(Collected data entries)
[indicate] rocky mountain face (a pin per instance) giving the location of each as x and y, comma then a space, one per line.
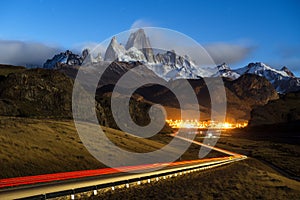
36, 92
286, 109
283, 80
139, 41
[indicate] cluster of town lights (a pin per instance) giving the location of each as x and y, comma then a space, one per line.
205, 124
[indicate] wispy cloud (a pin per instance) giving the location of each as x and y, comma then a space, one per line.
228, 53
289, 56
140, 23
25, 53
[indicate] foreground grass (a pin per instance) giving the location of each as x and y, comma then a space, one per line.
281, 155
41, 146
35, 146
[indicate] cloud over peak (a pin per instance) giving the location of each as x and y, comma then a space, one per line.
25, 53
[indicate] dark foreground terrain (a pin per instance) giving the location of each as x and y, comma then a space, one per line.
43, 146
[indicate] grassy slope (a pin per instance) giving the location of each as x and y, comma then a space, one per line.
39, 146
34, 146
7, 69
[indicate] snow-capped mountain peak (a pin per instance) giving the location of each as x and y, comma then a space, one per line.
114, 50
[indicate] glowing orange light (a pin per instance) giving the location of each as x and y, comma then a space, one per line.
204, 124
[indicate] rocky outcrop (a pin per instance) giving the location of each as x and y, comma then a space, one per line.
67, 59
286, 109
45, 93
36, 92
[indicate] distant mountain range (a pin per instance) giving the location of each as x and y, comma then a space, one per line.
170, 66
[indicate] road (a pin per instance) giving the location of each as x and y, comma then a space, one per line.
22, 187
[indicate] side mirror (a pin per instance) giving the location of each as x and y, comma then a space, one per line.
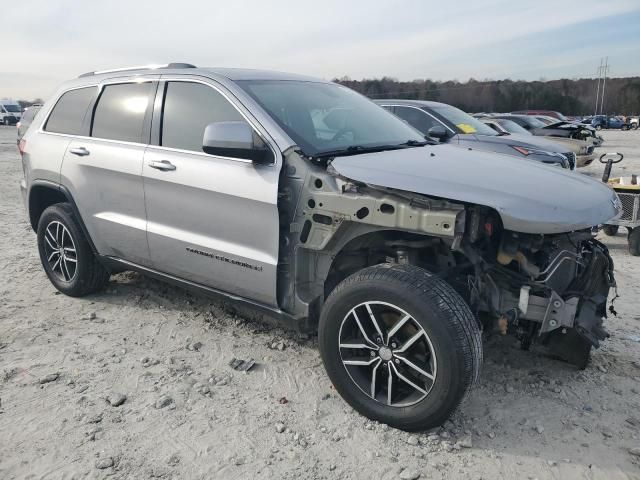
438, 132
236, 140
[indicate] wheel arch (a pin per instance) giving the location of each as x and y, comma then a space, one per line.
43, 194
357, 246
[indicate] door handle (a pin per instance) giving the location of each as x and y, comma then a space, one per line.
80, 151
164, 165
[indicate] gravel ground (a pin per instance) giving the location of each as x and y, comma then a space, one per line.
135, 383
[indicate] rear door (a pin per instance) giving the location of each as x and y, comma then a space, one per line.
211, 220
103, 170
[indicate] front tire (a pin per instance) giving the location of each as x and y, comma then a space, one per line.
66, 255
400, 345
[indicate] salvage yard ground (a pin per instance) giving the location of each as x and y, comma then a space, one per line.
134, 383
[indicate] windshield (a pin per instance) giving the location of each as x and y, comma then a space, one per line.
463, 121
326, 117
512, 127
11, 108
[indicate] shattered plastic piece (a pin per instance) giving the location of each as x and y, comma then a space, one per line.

* * *

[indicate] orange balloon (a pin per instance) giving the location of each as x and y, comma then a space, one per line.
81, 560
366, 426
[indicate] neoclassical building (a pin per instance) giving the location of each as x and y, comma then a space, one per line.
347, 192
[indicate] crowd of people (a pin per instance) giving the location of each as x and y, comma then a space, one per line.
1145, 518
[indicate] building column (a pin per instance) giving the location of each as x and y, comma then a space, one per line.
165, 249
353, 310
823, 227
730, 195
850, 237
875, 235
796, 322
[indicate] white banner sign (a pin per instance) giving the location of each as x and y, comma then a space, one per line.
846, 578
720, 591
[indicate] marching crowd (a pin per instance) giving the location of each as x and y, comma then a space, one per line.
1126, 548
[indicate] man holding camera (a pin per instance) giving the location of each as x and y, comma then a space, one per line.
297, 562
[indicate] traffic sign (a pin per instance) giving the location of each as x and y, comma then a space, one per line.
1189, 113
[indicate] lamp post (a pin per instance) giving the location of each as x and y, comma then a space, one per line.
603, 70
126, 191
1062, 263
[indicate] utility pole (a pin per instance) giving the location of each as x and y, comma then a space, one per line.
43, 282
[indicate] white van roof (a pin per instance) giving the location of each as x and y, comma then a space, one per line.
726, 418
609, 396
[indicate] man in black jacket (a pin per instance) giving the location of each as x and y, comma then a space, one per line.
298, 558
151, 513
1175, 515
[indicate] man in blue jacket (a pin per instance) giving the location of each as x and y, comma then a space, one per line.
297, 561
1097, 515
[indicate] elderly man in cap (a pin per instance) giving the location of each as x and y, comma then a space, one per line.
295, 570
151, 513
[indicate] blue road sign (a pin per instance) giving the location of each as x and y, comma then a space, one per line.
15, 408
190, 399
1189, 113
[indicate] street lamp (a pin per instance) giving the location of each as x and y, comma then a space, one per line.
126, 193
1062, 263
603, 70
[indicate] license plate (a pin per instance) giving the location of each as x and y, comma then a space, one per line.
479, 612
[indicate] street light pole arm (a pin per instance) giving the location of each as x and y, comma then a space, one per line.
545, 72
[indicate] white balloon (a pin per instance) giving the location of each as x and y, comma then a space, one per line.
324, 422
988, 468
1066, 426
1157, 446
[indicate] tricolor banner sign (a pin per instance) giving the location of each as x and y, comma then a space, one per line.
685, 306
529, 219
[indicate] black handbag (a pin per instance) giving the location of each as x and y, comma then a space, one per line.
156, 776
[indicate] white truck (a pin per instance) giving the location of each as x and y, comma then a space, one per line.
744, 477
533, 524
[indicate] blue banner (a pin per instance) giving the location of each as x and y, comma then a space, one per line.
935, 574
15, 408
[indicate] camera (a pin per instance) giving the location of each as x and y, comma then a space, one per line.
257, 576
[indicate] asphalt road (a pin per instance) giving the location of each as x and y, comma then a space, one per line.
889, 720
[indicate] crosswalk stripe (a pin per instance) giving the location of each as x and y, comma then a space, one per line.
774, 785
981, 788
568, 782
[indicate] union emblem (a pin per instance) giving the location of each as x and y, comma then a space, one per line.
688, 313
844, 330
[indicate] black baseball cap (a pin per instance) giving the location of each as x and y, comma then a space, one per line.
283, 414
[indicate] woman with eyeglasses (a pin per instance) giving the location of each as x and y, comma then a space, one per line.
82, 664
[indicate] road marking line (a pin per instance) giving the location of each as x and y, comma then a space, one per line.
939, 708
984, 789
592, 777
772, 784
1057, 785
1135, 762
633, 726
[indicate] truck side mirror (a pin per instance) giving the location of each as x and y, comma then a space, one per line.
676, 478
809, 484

* **Objective**
How many lines of the listing above contain the word "balloon"? Reply with only the number.

* **Solution to this problem**
2